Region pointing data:
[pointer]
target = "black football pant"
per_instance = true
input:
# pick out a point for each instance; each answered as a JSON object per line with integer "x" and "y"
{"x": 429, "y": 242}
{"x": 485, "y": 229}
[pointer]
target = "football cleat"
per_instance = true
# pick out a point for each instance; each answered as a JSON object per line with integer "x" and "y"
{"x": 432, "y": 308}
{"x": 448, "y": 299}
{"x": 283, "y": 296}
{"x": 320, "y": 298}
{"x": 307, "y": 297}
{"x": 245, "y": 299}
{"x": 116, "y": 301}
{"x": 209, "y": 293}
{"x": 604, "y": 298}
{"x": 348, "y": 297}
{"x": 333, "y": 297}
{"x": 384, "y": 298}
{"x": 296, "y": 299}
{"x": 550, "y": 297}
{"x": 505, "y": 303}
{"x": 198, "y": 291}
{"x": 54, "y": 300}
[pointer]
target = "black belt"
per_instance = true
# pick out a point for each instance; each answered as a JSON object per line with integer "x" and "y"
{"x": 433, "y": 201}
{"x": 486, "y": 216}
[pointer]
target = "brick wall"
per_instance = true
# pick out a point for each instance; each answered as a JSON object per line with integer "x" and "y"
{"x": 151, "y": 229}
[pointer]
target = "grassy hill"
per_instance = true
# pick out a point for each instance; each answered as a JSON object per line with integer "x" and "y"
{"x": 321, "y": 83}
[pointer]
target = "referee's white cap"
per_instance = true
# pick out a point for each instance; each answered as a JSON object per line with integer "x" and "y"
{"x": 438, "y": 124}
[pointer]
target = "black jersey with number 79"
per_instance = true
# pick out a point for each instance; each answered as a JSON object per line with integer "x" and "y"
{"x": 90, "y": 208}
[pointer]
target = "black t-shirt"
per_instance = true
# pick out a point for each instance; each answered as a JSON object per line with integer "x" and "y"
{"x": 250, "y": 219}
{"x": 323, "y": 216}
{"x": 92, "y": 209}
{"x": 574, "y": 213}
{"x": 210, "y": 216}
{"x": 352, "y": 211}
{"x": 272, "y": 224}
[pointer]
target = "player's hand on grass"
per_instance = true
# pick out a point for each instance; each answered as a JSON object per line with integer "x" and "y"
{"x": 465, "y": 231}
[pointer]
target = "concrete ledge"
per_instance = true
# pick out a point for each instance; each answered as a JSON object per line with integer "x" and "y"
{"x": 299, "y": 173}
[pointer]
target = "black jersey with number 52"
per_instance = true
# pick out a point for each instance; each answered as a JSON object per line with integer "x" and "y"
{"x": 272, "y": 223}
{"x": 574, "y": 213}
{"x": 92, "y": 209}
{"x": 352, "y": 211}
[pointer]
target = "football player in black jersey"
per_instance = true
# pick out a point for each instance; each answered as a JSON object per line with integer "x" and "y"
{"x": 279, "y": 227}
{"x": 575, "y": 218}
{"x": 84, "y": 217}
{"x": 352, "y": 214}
* * *
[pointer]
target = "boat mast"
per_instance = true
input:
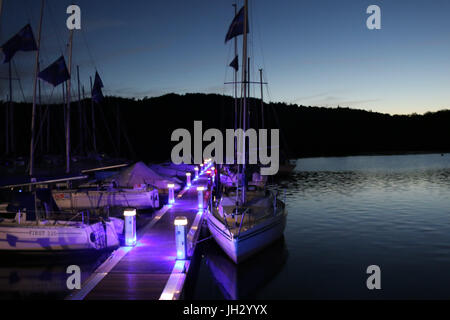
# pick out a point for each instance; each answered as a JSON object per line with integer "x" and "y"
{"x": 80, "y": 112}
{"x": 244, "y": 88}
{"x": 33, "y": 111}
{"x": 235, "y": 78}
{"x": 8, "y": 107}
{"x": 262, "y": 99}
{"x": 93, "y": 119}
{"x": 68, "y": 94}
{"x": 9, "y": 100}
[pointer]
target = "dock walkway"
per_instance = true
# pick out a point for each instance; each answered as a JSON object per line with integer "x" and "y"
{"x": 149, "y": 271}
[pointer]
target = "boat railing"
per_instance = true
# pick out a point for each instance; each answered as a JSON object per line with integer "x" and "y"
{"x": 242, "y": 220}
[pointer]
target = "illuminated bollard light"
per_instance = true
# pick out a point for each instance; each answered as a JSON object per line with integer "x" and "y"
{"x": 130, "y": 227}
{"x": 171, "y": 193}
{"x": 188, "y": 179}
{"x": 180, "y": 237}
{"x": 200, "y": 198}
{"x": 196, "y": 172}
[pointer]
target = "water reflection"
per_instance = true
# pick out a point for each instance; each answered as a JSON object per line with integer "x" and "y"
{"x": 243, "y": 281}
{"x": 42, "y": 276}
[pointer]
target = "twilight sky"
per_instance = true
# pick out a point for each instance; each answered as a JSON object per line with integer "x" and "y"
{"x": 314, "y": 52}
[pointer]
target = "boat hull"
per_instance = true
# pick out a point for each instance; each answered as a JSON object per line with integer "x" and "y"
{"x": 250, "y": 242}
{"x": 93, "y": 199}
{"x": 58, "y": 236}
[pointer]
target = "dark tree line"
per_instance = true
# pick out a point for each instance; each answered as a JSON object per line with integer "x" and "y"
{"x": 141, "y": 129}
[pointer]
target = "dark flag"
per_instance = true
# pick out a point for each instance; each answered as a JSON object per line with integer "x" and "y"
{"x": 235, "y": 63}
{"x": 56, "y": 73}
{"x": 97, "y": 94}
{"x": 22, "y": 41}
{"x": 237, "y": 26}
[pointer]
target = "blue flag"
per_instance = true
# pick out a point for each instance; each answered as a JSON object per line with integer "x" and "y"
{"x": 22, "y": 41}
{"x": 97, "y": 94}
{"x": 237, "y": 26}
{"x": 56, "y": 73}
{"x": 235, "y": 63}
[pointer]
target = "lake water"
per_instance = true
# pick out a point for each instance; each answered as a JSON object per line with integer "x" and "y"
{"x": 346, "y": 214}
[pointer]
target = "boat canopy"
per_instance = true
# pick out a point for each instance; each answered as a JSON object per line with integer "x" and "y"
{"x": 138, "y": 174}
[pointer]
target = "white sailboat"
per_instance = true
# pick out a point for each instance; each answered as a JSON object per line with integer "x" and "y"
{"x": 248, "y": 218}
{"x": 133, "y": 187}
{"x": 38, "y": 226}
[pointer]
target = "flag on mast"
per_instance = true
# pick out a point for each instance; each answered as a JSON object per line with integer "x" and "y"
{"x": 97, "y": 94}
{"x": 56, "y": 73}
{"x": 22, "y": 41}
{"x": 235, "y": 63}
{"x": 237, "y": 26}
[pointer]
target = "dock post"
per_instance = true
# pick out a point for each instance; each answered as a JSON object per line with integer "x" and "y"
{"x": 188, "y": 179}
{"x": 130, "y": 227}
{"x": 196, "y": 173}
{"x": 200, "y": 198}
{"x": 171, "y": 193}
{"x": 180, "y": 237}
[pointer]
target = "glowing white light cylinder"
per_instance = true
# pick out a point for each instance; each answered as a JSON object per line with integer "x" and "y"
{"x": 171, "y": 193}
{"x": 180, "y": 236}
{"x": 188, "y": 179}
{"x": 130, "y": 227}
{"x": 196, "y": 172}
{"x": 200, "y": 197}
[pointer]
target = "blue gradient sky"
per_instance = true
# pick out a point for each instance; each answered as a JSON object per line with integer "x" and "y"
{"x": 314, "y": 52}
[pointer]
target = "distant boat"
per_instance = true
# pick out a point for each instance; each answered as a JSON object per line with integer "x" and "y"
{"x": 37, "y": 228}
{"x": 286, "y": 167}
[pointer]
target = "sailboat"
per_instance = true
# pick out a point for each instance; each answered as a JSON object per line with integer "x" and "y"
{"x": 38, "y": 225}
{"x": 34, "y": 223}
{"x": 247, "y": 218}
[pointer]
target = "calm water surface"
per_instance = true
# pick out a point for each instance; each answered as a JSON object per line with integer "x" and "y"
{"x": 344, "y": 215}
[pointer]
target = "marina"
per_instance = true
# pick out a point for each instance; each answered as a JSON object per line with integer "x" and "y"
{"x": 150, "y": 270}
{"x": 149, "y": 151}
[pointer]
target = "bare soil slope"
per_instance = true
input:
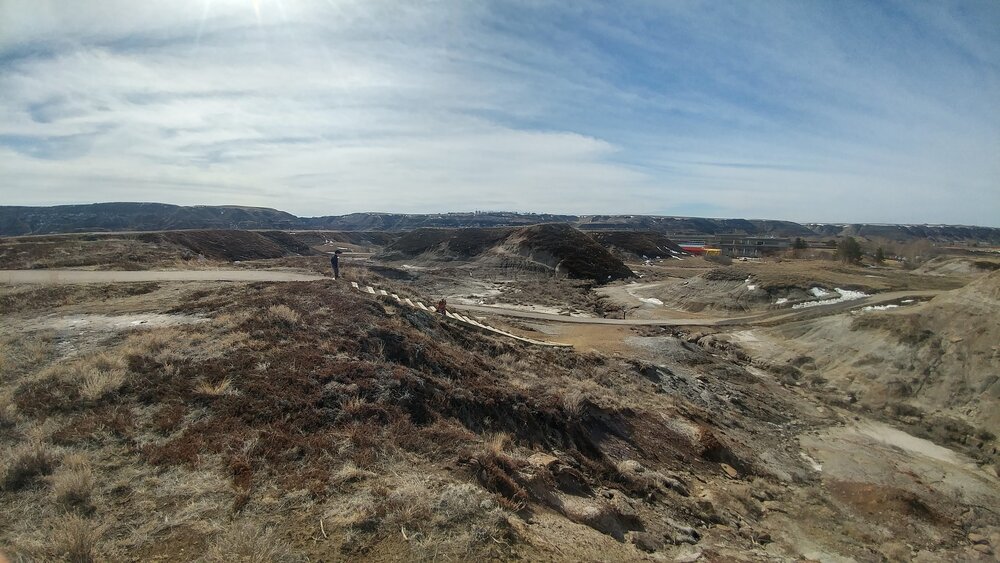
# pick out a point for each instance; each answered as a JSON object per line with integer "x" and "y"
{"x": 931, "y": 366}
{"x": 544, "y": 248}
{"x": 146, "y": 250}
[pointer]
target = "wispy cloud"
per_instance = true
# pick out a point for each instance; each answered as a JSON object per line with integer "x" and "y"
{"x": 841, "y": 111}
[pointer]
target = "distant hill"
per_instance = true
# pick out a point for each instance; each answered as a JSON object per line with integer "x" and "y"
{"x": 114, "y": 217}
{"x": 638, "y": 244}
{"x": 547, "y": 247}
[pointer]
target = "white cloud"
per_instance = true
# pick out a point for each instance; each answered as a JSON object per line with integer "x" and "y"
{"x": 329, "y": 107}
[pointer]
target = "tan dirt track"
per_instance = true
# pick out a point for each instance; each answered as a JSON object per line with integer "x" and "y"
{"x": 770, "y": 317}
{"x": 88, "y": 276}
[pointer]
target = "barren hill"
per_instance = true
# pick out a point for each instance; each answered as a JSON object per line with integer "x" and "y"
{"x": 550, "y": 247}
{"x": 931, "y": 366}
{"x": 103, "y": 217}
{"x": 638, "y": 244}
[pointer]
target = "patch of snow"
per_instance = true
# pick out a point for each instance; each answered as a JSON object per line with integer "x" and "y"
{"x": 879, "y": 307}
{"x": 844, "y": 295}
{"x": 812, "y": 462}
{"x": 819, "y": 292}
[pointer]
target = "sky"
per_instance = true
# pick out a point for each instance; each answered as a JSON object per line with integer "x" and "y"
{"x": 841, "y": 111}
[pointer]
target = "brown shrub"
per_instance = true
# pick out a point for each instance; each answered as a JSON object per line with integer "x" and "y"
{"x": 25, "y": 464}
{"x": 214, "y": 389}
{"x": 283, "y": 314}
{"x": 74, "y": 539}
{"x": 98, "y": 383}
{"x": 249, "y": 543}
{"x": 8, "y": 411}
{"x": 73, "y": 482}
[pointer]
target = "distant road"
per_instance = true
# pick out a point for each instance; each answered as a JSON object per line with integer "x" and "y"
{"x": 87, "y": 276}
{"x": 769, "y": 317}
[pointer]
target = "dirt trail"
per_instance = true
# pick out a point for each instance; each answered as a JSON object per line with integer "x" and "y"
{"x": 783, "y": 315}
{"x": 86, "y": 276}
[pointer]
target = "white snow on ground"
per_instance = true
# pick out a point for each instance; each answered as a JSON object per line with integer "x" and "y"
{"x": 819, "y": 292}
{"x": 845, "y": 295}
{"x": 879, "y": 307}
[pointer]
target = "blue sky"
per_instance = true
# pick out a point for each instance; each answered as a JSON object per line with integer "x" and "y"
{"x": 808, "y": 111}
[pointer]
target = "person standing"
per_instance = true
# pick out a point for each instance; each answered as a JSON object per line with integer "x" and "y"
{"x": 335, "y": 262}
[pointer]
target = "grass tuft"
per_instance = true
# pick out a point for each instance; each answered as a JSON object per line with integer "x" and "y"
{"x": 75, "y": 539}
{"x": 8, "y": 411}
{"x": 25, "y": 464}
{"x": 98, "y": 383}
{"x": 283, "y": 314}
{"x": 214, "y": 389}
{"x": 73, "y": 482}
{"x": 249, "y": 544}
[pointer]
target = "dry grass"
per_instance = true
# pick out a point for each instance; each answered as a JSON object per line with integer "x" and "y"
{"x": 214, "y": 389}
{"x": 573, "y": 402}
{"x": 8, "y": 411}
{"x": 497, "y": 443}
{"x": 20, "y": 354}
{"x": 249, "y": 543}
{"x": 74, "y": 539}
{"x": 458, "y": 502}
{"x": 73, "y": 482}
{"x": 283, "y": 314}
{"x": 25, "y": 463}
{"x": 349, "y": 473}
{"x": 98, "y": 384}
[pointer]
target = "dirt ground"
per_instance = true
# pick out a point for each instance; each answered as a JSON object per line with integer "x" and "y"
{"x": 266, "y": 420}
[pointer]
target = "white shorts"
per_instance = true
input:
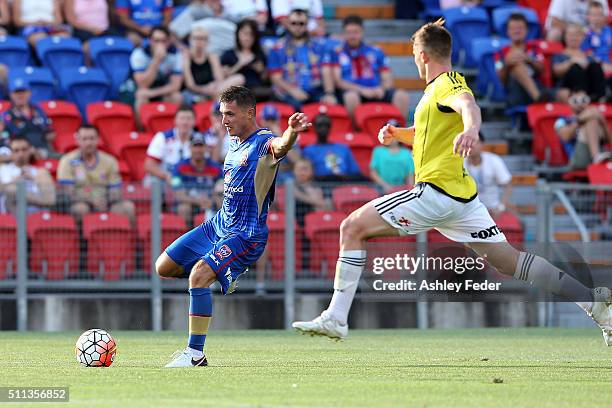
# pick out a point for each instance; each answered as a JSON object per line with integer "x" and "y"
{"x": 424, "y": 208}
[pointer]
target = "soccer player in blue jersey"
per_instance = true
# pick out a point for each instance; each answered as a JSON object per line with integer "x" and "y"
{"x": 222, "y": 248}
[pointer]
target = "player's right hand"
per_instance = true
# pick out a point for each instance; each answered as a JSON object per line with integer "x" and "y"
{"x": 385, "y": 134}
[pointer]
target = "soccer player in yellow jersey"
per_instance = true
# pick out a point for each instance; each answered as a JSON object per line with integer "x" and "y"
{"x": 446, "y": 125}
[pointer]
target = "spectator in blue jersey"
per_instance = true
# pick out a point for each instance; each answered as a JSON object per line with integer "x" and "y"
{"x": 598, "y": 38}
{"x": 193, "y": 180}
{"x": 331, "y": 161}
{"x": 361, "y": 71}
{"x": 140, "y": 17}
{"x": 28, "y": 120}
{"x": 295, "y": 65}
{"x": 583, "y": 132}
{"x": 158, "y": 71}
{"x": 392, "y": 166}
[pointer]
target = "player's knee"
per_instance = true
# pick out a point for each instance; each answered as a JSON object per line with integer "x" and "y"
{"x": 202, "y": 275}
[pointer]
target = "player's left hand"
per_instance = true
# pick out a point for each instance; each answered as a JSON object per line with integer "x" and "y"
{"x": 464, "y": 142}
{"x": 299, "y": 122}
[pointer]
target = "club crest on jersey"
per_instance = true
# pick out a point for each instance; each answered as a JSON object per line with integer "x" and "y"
...
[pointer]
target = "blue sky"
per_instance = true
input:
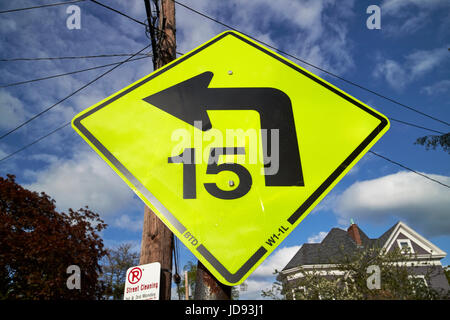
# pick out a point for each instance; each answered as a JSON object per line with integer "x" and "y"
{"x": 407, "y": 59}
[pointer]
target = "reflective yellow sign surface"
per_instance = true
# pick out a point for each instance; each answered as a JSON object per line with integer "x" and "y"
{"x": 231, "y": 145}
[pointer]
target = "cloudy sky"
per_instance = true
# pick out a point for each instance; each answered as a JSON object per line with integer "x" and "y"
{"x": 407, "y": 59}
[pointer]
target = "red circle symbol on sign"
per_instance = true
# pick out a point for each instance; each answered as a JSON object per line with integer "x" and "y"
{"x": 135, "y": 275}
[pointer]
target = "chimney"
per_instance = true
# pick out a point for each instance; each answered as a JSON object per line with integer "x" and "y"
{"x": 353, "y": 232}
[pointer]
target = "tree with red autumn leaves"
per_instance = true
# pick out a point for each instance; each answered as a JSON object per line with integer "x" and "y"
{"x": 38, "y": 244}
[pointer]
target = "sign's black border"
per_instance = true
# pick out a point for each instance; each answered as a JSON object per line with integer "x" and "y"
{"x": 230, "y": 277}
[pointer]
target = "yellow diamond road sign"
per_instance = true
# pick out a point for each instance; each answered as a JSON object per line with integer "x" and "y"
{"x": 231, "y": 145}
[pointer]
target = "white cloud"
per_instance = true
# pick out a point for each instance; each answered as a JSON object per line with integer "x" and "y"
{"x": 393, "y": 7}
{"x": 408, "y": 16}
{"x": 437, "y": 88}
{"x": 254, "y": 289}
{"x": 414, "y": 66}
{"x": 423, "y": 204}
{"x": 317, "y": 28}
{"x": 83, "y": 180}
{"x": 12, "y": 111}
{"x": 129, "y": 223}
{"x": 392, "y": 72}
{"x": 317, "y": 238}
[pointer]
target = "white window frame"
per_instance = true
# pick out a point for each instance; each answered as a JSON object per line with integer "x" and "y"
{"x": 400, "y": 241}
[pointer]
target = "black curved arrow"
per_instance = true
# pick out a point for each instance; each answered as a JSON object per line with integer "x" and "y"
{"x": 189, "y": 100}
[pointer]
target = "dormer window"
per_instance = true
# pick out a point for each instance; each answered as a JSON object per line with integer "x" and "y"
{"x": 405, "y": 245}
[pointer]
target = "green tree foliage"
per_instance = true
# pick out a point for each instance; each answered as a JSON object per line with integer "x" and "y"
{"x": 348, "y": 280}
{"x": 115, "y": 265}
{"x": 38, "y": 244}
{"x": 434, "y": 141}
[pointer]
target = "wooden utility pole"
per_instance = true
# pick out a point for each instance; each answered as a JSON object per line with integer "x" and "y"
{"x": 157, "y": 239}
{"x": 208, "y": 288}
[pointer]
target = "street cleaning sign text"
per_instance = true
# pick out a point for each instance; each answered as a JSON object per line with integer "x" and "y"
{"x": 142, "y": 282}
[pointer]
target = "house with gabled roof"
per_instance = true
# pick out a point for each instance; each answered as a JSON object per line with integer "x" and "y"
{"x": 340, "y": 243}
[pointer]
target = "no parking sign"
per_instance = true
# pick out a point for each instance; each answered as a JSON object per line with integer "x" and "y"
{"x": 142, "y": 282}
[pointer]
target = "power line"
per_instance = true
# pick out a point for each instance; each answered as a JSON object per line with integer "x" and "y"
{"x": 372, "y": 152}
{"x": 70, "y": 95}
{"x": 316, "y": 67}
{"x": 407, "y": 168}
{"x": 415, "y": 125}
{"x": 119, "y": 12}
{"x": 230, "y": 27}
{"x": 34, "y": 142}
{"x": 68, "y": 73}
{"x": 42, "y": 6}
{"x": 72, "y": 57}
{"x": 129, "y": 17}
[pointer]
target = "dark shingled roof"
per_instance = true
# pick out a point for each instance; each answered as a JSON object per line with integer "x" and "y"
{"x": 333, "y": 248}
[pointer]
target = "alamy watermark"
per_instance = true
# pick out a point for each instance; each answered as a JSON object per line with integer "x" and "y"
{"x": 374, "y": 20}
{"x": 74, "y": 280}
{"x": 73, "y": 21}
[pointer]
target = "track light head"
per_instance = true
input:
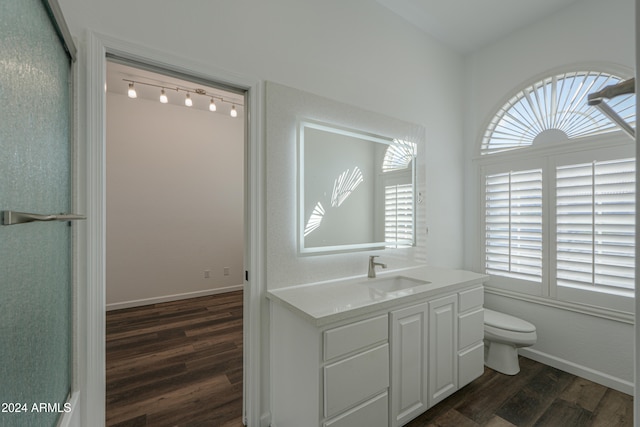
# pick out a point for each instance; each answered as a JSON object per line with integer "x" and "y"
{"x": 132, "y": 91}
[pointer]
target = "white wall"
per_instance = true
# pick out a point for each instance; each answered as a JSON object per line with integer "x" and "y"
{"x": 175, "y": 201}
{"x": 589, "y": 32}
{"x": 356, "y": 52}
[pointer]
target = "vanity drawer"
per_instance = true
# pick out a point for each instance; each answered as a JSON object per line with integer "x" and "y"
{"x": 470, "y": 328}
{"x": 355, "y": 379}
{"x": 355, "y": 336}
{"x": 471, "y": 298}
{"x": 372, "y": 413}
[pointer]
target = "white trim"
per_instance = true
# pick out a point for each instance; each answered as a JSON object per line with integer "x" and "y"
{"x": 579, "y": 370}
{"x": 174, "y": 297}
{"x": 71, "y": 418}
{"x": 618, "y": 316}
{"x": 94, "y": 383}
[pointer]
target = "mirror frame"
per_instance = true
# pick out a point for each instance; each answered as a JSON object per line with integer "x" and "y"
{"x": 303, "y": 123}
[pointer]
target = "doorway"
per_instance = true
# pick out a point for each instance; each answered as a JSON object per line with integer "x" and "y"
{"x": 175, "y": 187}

Activity
From the entries above, show each line that includes the string "distant".

Problem solution
target = "distant boat"
target = "distant hill"
target = "distant road"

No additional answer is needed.